SELECTED EXTRACT

By Amy Legate-Wolfe at The Motley Fool Canada
Tech stocks do not stay expensive forever. Even great businesses can fall out of favour when interest rates jump, budgets tighten, or investors get distracted by the next shiny thing. Sometimes the selling makes sense. Sometimes it overshoots, especially for steady, profitable software companies that do not tell flashy stories. That’s where “undervalued” can show up: not as a broken business, but as a business that keeps doing the work while the share price sulks.
ENGH
Enghouse Systems (TSX:ENGH) looks like a classic Canadian tech sleeper right now. It’s a profitable software company, it throws off cash, and it tends to buy smaller businesses instead of swinging for the fences. Yet the tech stock has slid from its 52-week high of $27.70 to around $17.97 recently, a drop of about 35%. That kind of move can make investors assume something is “wrong,” when the reality is often just slower growth plus a market that rewards excitement.

WRITTEN EXERCISE
Answer these questions about the Enghouse Systems article above:
1. What three events does the article say can make great businesses fall out of favor?
2. What 52-week high does the article give for the Enghouse Systems stock?
3. By about what percentage has the stock dropped from that high?

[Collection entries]
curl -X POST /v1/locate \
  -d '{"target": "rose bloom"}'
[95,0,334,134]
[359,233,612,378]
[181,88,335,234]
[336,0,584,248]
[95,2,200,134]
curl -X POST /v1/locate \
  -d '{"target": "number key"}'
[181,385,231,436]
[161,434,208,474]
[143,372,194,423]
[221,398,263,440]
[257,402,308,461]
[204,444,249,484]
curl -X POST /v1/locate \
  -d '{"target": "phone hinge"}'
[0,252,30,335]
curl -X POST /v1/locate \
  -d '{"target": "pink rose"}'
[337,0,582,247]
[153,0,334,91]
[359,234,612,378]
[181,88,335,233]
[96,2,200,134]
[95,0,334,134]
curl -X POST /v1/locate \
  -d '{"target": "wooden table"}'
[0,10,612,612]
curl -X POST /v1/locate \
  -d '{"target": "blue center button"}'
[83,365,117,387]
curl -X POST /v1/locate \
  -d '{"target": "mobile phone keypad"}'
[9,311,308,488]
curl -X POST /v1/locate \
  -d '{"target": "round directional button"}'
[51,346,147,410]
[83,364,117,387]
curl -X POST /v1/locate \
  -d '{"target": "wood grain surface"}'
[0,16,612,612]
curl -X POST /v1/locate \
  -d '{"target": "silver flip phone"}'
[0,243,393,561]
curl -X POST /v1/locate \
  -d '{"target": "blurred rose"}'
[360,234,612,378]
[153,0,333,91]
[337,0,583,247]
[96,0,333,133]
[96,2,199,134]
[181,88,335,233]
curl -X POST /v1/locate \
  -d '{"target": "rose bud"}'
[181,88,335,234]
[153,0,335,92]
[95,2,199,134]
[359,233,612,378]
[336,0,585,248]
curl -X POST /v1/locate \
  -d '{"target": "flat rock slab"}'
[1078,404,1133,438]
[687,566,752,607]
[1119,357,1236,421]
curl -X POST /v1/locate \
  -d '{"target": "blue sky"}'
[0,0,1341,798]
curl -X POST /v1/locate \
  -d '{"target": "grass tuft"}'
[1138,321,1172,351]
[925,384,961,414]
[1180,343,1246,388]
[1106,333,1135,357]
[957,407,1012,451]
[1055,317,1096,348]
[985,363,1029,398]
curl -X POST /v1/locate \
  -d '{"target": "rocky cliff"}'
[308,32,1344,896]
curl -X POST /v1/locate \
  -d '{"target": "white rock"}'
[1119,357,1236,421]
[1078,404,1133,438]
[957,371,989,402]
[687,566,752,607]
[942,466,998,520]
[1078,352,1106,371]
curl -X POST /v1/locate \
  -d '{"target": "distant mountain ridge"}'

COMPLETE OUTPUT
1. Interest rates jumping, budgets tightening, or investors getting distracted by the next shiny thing.
2. $27.70.
3. About 35%.